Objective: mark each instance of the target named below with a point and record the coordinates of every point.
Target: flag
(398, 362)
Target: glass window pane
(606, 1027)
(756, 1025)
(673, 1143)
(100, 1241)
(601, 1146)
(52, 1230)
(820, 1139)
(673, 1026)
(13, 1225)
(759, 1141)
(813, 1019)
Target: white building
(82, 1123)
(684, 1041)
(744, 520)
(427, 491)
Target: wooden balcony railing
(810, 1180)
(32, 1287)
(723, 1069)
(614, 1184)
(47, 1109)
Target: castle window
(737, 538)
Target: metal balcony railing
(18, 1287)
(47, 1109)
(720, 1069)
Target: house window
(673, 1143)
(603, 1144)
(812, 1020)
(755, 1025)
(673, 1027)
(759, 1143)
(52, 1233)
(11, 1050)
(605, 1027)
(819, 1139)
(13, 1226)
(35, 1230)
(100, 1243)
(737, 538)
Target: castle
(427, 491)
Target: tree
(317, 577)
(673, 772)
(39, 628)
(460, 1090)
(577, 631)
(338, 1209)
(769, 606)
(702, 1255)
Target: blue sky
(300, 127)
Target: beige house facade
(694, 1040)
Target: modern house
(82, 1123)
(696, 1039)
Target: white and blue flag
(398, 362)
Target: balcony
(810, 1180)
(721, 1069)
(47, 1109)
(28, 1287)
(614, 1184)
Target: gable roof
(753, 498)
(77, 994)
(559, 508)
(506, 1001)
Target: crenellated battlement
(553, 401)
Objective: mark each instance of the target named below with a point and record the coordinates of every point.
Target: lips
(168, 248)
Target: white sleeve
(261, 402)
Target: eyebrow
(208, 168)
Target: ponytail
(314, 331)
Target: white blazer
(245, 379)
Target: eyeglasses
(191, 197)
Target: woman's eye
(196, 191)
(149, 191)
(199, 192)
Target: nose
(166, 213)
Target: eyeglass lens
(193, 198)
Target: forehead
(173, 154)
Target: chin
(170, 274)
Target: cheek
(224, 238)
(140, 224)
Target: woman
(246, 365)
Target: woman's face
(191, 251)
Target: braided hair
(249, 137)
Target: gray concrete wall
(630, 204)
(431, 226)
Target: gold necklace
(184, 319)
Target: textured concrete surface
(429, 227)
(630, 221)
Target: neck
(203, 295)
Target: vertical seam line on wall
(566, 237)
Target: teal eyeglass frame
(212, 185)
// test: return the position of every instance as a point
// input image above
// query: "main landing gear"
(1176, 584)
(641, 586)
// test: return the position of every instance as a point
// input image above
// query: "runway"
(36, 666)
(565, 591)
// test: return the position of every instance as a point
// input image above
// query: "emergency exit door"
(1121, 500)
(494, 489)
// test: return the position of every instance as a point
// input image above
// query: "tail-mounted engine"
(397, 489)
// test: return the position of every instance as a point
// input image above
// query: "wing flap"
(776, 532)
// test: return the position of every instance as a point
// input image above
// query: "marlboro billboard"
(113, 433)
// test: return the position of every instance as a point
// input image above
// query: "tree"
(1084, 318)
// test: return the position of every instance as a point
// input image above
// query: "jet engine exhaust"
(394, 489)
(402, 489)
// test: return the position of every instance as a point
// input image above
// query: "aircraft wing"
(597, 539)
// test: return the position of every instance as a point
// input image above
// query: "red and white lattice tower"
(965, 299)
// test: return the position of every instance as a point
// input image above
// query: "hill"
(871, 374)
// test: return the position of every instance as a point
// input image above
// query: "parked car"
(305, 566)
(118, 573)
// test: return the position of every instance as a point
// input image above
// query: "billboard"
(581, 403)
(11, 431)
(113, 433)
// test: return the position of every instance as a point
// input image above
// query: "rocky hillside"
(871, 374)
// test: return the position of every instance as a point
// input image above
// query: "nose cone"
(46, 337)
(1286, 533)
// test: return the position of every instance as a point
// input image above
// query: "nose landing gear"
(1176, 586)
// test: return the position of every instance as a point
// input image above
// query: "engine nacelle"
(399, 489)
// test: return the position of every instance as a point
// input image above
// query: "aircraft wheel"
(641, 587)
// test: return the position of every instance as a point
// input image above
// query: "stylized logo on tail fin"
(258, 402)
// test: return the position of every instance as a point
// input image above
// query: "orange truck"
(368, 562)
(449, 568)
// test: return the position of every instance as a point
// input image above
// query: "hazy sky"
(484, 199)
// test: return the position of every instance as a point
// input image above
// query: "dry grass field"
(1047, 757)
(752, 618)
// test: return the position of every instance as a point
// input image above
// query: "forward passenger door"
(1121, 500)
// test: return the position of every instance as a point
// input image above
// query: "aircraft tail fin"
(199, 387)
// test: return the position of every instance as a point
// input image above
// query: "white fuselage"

(TASK STATEMENT): Please repeat the entries above exactly as they read.

(RESULT BELOW):
Objective: mark each instance of the target named below with a point and record the coordinates of every point.
Target: flag
(398, 362)
Target: glass window pane
(606, 1027)
(756, 1025)
(673, 1143)
(100, 1241)
(601, 1146)
(52, 1230)
(820, 1139)
(673, 1026)
(13, 1225)
(759, 1141)
(813, 1019)
Target: white building
(82, 1123)
(684, 1041)
(744, 520)
(427, 491)
Target: wooden balcony railing
(810, 1180)
(32, 1287)
(723, 1069)
(614, 1184)
(47, 1109)
Target: castle window
(737, 538)
Target: metal balcony railing
(18, 1287)
(47, 1109)
(720, 1069)
Target: house window
(673, 1143)
(603, 1144)
(812, 1020)
(755, 1025)
(673, 1027)
(759, 1143)
(52, 1233)
(11, 1050)
(605, 1027)
(819, 1139)
(13, 1226)
(35, 1230)
(100, 1243)
(737, 538)
Target: castle
(427, 491)
Target: tree
(317, 577)
(673, 772)
(39, 628)
(460, 1090)
(577, 631)
(338, 1209)
(769, 606)
(702, 1255)
Target: blue sky
(300, 127)
Target: beige house facade
(694, 1040)
Target: modern house
(82, 1123)
(696, 1039)
Target: white and blue flag
(398, 362)
Target: balcony
(810, 1180)
(721, 1069)
(47, 1109)
(28, 1287)
(614, 1184)
Target: gable roof
(753, 498)
(77, 994)
(559, 508)
(506, 1001)
Target: crenellated battlement
(553, 401)
Objective: mark each instance of the target named below with a point and record the coordinates of every point.
Target: lips
(168, 248)
Target: white sleeve
(261, 402)
Target: eyebrow
(208, 168)
Target: ponytail
(314, 331)
Target: white blazer
(245, 379)
Target: eyeglasses
(191, 197)
Target: woman's eye
(196, 191)
(149, 191)
(199, 192)
Target: nose
(166, 213)
Target: eyeglass lens
(193, 198)
Target: forehead
(173, 154)
Target: chin
(170, 274)
Target: cheek
(224, 238)
(140, 224)
Target: woman
(246, 365)
Target: woman's face
(191, 251)
Target: braided hair
(249, 137)
Target: gray concrete wall
(630, 204)
(431, 226)
Target: gold necklace
(184, 319)
Target: textured concrete surface
(429, 227)
(630, 221)
Target: neck
(203, 295)
Target: vertical seam line on wall
(566, 237)
Target: teal eyeglass frame
(212, 185)
// test: return the position of every instance as a point
// input image above
// query: "main landing gear"
(1176, 584)
(641, 586)
// test: return the position of every instance as a point
// input image above
// query: "runway"
(36, 666)
(565, 591)
// test: return the position of every instance as a point
// input image above
// query: "emergency exit door"
(1121, 500)
(494, 489)
// test: return the position of every instance as a point
// input image above
// query: "tail-mounted engine"
(397, 489)
// test: return the position of every instance as a point
// input image above
// query: "wing flap"
(776, 532)
// test: return the position of every instance as a point
// input image above
// query: "marlboro billboard"
(113, 433)
// test: return the position of every instance as a point
// input image above
// query: "tree"
(1084, 318)
// test: return the position of every instance as a point
// input image above
// query: "jet engine exhaust"
(394, 489)
(402, 489)
// test: return the position of every instance as a point
// input image above
// query: "aircraft wing"
(597, 539)
// test: return the position of every instance as a point
// input image above
// query: "red and white lattice tower"
(965, 299)
// test: return the position of every instance as a point
// input image above
// query: "hill"
(871, 374)
// test: return the position of every instance as a point
// input image above
// query: "parked car"
(305, 566)
(118, 573)
// test: return the position of every instance as a point
// input image above
// query: "billboard"
(581, 403)
(11, 431)
(113, 433)
// test: return the position of every instance as a point
// input image above
// query: "rocky hillside"
(871, 374)
// test: return the position of every instance as a point
// input image above
// query: "nose cone"
(46, 337)
(1286, 533)
// test: return the position of every instance as a point
// input image above
// query: "nose landing gear"
(1176, 586)
// test: return the position of every instance as a point
// input image above
// query: "engine nacelle"
(399, 489)
// test: return the position of every instance as a point
// input image above
// query: "aircraft wheel"
(641, 587)
// test: return the position of every instance as a point
// input image above
// query: "stylized logo on tail fin"
(258, 402)
// test: return the position of every instance as a point
// input image above
// query: "orange truck"
(368, 562)
(449, 568)
// test: return the position of every instance as a point
// input image above
// query: "hazy sky"
(484, 199)
// test: return the position of every instance as a point
// input image above
// query: "dry grass field"
(1047, 757)
(752, 618)
// test: return the position of every instance as a point
// input image above
// query: "forward passenger door"
(1121, 500)
// test: return the position of every instance as a point
// input image above
// query: "aircraft tail fin"
(199, 387)
// test: return the position of every instance as a point
// input image above
// query: "white fuselage"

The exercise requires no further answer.